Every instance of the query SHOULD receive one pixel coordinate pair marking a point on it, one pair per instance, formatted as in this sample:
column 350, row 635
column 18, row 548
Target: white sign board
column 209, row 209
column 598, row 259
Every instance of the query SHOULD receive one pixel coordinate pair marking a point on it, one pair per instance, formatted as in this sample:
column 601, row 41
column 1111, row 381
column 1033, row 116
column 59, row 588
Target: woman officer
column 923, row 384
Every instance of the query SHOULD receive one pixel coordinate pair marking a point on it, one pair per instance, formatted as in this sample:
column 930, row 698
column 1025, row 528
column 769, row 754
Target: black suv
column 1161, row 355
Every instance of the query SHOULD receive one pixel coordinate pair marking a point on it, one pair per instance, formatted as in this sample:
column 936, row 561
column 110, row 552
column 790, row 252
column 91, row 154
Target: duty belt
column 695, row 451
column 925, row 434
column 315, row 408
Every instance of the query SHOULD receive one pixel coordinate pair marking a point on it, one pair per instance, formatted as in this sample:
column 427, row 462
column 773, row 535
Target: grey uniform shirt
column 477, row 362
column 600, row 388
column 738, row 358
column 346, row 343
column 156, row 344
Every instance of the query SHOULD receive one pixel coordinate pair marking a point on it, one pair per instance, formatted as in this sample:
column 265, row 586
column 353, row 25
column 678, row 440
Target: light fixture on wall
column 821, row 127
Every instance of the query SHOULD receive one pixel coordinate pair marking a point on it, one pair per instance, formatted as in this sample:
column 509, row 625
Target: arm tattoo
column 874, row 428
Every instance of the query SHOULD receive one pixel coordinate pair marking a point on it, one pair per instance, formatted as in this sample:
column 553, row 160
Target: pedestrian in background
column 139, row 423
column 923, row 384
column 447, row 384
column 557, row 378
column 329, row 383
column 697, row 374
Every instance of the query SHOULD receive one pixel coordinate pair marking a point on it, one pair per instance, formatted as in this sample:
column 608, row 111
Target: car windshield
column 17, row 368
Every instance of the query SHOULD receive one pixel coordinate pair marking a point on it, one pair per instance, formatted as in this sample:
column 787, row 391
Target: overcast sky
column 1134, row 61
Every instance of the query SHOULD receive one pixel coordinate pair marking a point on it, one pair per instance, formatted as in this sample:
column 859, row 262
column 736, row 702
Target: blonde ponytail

:: Direction ::
Copy all of the data. Keep every word exactly as it is.

:: The completed task ::
Every instance of the query SHOULD receive one pixel coordinate pair marking a point on it, one pair per instance, formatted as in this sample:
column 350, row 635
column 18, row 548
Target: white sign board
column 209, row 209
column 598, row 259
Every instance of the query SHOULD receive one pixel coordinate pair marking a point on it, one pair per instance, formatted as in this sample:
column 601, row 41
column 1111, row 381
column 1033, row 116
column 59, row 588
Target: woman officer
column 923, row 384
Every instance of the query SHOULD receive one pixel coordinate pair marking a point on it, one pair per instance, formatted as in this sample:
column 930, row 698
column 1025, row 528
column 769, row 754
Target: black suv
column 1161, row 355
Every instance of the query SHOULD receive one pixel coordinate pair marking a point on it, one pair per instance, formatted as in this sample:
column 936, row 561
column 110, row 552
column 790, row 252
column 91, row 154
Target: duty belt
column 695, row 451
column 925, row 434
column 315, row 408
Every instance of the query SHOULD receive one pixel coordinate pair marking a point on it, one pair per instance, formatted as in this sample:
column 427, row 462
column 773, row 535
Target: grey uniform shirt
column 477, row 362
column 600, row 388
column 738, row 358
column 346, row 343
column 156, row 344
Every instance of the query SHOULD receive one pixel coordinate pair marking a point on it, one pair per instance, formatted as in this sample:
column 265, row 586
column 353, row 25
column 678, row 440
Target: light fixture on wall
column 821, row 127
Every instance of the query SHOULD receive one pixel coordinate pair marking a point on it, one pair per instance, formatted as in this sample:
column 509, row 625
Target: arm tattoo
column 874, row 428
Every instance of the query SHOULD receive one pixel coordinate pair marking a point on it, one pair per instance, formatted as in this sample:
column 553, row 160
Target: pedestrian in background
column 139, row 423
column 923, row 384
column 447, row 384
column 557, row 378
column 329, row 383
column 697, row 374
Every instance of the query SHOULD receive one pixel coordinate pair marking a point on it, one pair per instance, formatted as in this sample:
column 608, row 111
Target: car windshield
column 17, row 368
Every instance of the query SHOULD receive one pixel coordinate pair marking a point on it, one pair per instance, formatted as in this sample:
column 787, row 391
Target: overcast sky
column 1134, row 61
Every instance of the query SHOULD receive one pixel coordinate pair marking a point on it, one pair per instance, formatted as in this sample:
column 859, row 262
column 736, row 702
Target: blonde ponytail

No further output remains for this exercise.